**Extrait de page**
○ ○ ○ ○ ○
Avant l’aiguisement des désaccords politiques entre Israël et Palestine, les deux peuples vivaient en bons termes sur le territoire. Ils dansèrent, mangèrent et s’amusèrent ensemble durant 14 siècles. En est-ce encore le cas aujourd’hui?

Des années 1920 qui marquèrent l’arrivée des premiers colons juifs en Palestine à nos jours, les pistes d’une kyrielle de solutions diplomatiques ont été explorées par les deux peuples dans l’espoir pour eux de résoudre les conflits politiques et territoriaux qui les opposent. Même la possibilité d’un État binational a été envisagée, jusqu’en 1947, sous l’arbitrage et la supervision de l’UNSCOP (United Nations Special Committee on Palestine). Cependant, il n’y a eu aucun progrès dans les  négociations de paix entre Israéliens et Palestiniens.  La montée d’Israël en puissance militaire, avec l’assistance inconditionnelle des États-Unis, rend de plus en plus improbable le règlement à l’amiable des contentieux envenimés. Israël se classe 4ème parmi les plus grands et importants pays producteurs et exportateurs d’armes de destruction massive au monde. Noam Chomsky, dans « Palestine, L’état de siège », a même risqué de sous-titrer : « Proche-Orient : une paix possible (qui n’arrivera pas). »

Il faut que Dominicains et Haïtiens se montrent assez «conciliants » pour éviter de basculer dans la « palestinisation » ou l’ « israélisation » des hostilités qui les opposent depuis des décennies sur une base farfelue de racisme, noirisme et surtout d’ « anti-haïtiannisme » primaire. Quelles que soient les raisons évoquées, une telle dégénérescence ne pourra que profiter aux penchants voraces de la Communauté internationale, particulièrement les États-Unis et son compère le Canada, sans écarter la France, qui nourrissent et caressent leur plan de mainmise sur l’île, par l’entremise de l’Organisation des Nations unies, leur « cheval de Troie ». Contrairement à sa voisine, Haïti n’a pas d’armée. L’Organisation hémisphérique, OEA, l’Organisation des Nations unies, ONU – dont, dans les deux cas, elle est  membre fondateur  –  aurait le devoir absolu de la protéger contre toute forme d’agression armée venant de l’extérieur, ne serait-ce que pour éviter le massacre d’une population sans défense [2]. N’est-ce pas dans ce contexte international que les puissances mondiales tentent toujours de placer les opérations militaires « Restore Hope » – quoique « bidon » – qu’elles entreprennent en Somalie, Irak, Afghanistan, Libye, Mali, Centrafrique, ou ailleurs…? Dans bien des cas, ce sont les pyromanes qui deviennent les sapeurs-pompiers…!
○ ○ ○ ○ ○
**Extraits de données**
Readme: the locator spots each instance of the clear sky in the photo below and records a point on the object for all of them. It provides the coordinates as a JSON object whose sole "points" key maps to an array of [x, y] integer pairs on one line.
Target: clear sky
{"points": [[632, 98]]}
○ ○ ○ ○ ○
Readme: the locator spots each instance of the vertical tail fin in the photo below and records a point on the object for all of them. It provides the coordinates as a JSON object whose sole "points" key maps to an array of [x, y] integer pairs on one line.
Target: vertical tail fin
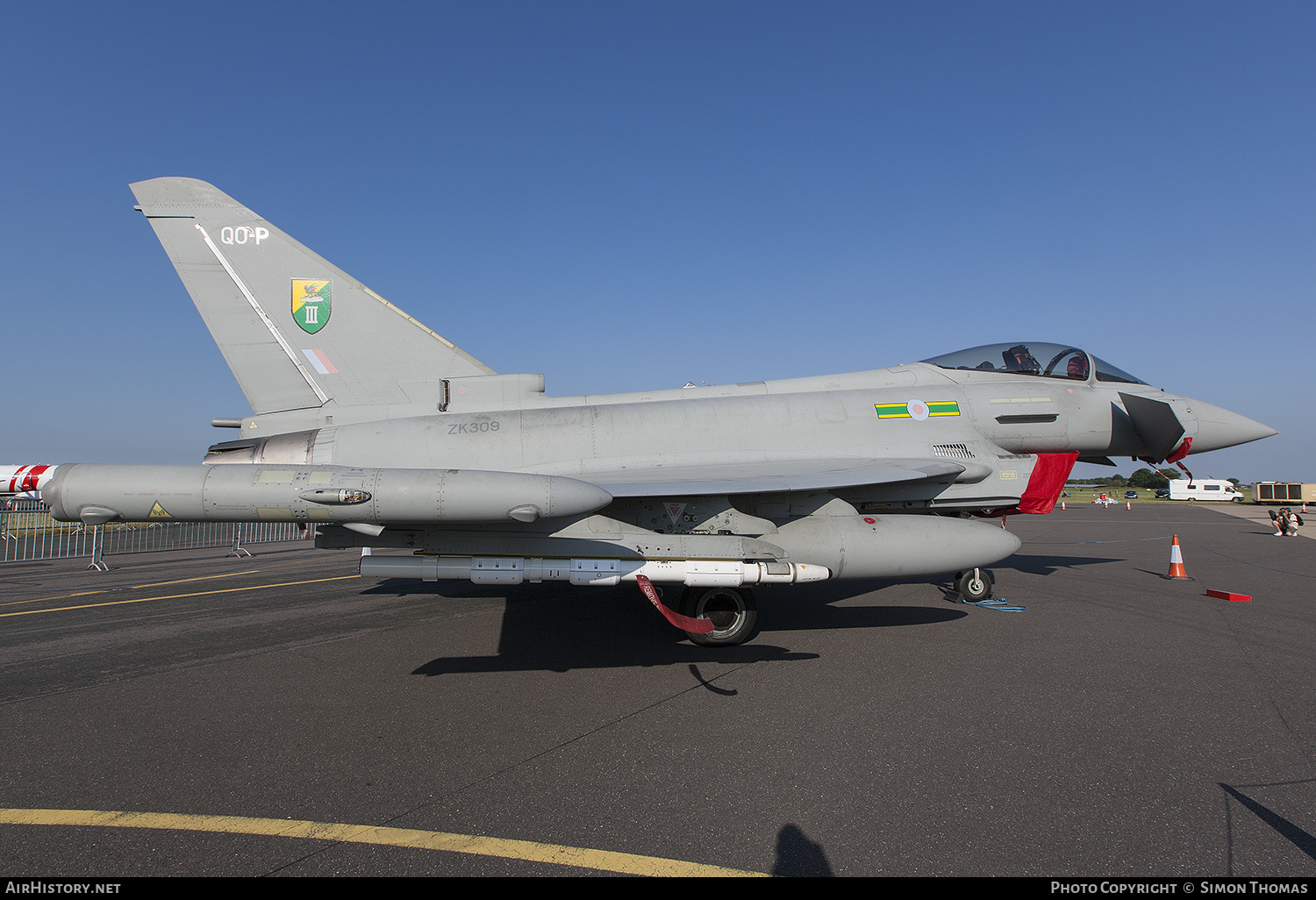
○ ○ ○ ○ ○
**Consignes**
A) Dans les enregistrements, reprends les lignes en commençant à celle qui contient « Readme: the locator spots each instance of the vertical » et en t'arrêtant après celle qui contient « Target: vertical tail fin ». Substitue « detector » à « locator » et laisse tout le reste inchangé.
B) Poursuis le texte sur les conflits israélo-palestinien et haïtiano-dominicain à partir de sa dernière phrase.

**Résultats**
A)
Readme: the detector spots each instance of the vertical tail fin in the photo below and records a point on the object for all of them. It provides the coordinates as a JSON object whose sole "points" key maps to an array of [x, y] integer pairs on one line.
Target: vertical tail fin

B)
En 1980, la revue « REGARD » à laquelle nous collaborions, avait repris à son compte un article paru dans un médium étranger : « L’occupation d’Haïti par la République dominicaine ». Dans le « pot aux roses », pour ne pas dire derrière le « complot », se serait retrouvée la main du puissant « gendarme du monde ». Déjà, dès l’année 1963, des États anti-progressistes auraient confié à la République dominicaine la « charge militaire » de défendre le gouvernement de François Duvalier contre toute menace sérieuse de perte de pouvoir provenant d’un quelconque mouvement politique d’orientation idéologique gauchiste. Tout compte fait, les agissements hostiles, méprisants de la République dominicaine envers les Dominicains d’origine haïtienne pourraient bien révéler, sans le vouloir, les termes d’une mission politique secrète, froidement élaborés dans les laboratoires des forces néocoloniales  qui, pour des raisons inavouées et inavouables, cherchent par tous les moyens – depuis janvier 1804 – à faire connaître à la République d’Haïti le sort des dinosaures.


Références

[1]  Noam Chomsky, La tragédie d’Haïti.

[2] Charte de l’OEA, chapitre VI, article 28 et 29 – Charte des Nations Unies, chapitre I, article 2, 4ème alinéa.